━━━ Document text

My other relationships were much the same way. The few friendships I had didn't last and I could never understand why no one respected me, even though I did everything I could to turn myself into who they wanted me to be. No one called me. The times I called others, I felt like a horrible burden for bothering them. Most of the time, I didn't even have anything to say. I didn't know what I wanted; I couldn't tell you how I really felt. I'd learned that I wasn't allowed to want things, and my true feelings were either buried or hopelessly amplified out of proportion. I had no sense of self, only an empty hole in the center of my being.

I'd made two suicide attempts by this point. I'd been married and divorced. I'd been in a mental institution and in jail. I withdrew from college before I could flunk out--or before they could kick me out. My parents had had almost nothing to offer me through any of it, aside from my mother's frantic hysteria at what the world had done to her baby and my father's wisdom that life was 'basically unfair'. To this day, we've never really had a conversation about any of it. In time, I got back on my feet and went back to school. That was when I finally found marijuana.

━━━━━━
━━━ Items

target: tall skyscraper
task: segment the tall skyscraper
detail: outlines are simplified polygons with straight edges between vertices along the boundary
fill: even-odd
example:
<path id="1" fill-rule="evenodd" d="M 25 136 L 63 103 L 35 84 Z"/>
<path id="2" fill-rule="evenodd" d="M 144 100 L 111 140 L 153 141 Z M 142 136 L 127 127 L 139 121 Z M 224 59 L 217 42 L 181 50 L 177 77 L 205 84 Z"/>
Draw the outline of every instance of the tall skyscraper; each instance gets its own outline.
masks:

━━━━━━
━━━ Items

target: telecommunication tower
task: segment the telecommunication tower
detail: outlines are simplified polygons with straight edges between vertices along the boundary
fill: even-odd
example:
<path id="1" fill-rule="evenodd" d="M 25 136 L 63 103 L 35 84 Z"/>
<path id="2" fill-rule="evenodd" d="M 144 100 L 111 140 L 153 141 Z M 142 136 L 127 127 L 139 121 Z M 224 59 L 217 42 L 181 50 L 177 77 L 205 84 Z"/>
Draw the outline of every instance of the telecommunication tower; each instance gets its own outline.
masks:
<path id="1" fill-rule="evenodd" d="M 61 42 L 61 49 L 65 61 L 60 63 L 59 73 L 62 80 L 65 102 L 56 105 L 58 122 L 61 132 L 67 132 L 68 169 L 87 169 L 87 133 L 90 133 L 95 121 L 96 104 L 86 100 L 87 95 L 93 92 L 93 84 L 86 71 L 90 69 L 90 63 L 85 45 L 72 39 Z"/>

━━━━━━

Task to complete: Copy the memoir passage word for word, starting with "I'd made two" and going on through "finally found marijuana.".

Result of this exercise:
I'd made two suicide attempts by this point. I'd been married and divorced. I'd been in a mental institution and in jail. I withdrew from college before I could flunk out--or before they could kick me out. My parents had had almost nothing to offer me through any of it, aside from my mother's frantic hysteria at what the world had done to her baby and my father's wisdom that life was 'basically unfair'. To this day, we've never really had a conversation about any of it. In time, I got back on my feet and went back to school. That was when I finally found marijuana.